═════ INFORMATION GIVEN ═════

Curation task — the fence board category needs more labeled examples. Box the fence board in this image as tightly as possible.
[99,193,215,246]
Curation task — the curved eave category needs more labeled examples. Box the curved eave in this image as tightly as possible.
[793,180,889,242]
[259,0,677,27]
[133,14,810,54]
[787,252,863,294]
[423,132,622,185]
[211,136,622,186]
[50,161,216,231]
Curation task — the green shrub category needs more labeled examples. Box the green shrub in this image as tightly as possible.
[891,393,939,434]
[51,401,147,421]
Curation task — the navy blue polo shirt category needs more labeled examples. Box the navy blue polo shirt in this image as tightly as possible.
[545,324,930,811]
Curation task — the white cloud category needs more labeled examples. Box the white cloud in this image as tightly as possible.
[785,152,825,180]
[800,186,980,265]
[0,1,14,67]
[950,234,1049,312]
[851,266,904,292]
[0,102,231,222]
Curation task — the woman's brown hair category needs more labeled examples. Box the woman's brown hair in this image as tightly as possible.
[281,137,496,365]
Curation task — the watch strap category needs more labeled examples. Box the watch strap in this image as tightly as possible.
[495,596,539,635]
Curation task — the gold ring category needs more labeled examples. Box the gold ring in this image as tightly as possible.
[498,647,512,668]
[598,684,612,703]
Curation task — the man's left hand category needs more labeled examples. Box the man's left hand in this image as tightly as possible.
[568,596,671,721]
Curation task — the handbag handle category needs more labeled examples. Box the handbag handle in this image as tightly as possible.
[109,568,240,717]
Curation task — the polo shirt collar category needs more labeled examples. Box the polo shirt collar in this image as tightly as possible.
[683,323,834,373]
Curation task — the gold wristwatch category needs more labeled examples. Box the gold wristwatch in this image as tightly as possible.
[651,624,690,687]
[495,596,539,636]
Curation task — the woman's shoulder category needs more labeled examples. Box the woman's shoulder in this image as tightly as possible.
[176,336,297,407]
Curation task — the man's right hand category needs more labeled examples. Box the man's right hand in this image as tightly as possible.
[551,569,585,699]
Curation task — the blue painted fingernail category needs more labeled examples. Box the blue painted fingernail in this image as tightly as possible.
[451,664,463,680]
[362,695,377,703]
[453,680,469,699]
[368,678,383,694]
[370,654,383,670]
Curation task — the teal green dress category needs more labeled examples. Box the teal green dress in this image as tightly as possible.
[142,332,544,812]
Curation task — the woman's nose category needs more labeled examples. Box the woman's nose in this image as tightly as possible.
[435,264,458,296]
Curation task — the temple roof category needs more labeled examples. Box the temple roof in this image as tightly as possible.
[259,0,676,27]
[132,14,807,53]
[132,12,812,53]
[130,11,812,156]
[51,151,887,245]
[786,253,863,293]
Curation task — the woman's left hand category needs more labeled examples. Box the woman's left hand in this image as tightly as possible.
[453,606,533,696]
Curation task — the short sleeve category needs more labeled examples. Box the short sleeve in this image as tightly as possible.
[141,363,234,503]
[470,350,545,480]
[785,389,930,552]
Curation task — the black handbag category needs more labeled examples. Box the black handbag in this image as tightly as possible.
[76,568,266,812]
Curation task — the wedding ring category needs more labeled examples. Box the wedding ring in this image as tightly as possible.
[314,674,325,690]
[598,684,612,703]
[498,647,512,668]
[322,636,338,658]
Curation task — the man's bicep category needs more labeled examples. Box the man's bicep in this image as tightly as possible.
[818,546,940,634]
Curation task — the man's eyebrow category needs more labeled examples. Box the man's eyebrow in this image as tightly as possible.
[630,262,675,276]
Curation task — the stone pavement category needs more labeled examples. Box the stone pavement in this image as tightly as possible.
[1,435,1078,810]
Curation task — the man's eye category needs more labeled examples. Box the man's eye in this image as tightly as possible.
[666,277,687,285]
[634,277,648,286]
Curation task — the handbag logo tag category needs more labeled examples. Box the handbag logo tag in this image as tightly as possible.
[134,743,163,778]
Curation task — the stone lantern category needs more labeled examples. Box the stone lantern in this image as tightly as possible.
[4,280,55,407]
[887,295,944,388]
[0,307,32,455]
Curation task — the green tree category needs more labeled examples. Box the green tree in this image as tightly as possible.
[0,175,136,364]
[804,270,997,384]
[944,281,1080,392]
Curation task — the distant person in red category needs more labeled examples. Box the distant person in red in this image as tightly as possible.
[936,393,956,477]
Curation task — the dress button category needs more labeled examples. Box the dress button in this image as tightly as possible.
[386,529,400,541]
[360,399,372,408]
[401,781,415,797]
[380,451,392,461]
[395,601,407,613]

═════

Begin at the line containing "Curation task — the man's bicep" and reproduce each line through the end of the records above.

Curation task — the man's bicep category needs more labeled examples. Box the man's bicep in this image as tightly as possible.
[818,546,940,634]
Curation task — the man's eyebrow category needs more labeled examples. Box the man's eyebrow in this image as tightly as possible.
[630,262,675,276]
Curation task — the stone pavement category needs more labeled examples. Box the stone pavement in this image as tightly as possible.
[1,435,1078,810]
Curation task — the man's eye category needs more labeled examples. Box the man's eye in this image as tightly as possible.
[666,277,687,285]
[634,277,648,286]
Curation task — the handbag logo tag category needs more labeled examples. Box the handbag logo tag in this image as tightly as possible.
[134,743,163,778]
Curation task — the stone lantern category needs more labeled examples. Box the stone lantern in this image as tightly as possible.
[4,280,55,407]
[887,295,944,388]
[0,307,32,455]
Curation task — the green tree category needs more labeled examples. Box the green tree in this image as tightly as possible.
[0,175,136,364]
[804,270,997,384]
[944,281,1080,392]
Curation task — the distant person in red category needs more labeled examples. Box the distant person in red in this image as tightly as possible.
[936,393,956,477]
Curation task — the dress button category needs more labeled examples. Box the dress button in this image as tightly as possible.
[386,529,400,541]
[360,399,372,408]
[401,781,415,797]
[380,451,392,461]
[395,601,407,613]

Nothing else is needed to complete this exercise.